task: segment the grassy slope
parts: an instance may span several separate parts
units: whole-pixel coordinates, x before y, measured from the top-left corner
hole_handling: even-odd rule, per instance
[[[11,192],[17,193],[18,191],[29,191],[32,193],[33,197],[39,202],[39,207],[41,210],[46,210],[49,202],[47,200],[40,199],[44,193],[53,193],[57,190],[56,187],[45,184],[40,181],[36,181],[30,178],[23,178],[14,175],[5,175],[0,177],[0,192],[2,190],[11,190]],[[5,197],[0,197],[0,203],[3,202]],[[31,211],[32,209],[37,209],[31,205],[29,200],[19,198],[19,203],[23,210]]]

· · · · · · ·

> **EXERCISE OBJECTIVE**
Copy out the line holding "parts: an instance". Then copy every later line of the data, unchanged, through the last one.

> **ANSWER FOR THIS EXERCISE**
parts: an instance may span several separate parts
units: whole-pixel coordinates, x before y, measured from the top-left corner
hole_handling: even-odd rule, per instance
[[[11,192],[17,193],[18,191],[29,191],[32,193],[33,197],[39,202],[39,207],[41,210],[46,210],[49,202],[47,200],[40,199],[44,193],[53,193],[57,190],[56,187],[45,184],[40,181],[36,181],[30,178],[23,178],[14,175],[5,175],[0,177],[0,192],[2,190],[11,190]],[[5,197],[0,197],[0,203],[3,202]],[[31,211],[32,209],[37,209],[31,205],[29,200],[19,198],[19,203],[23,210]]]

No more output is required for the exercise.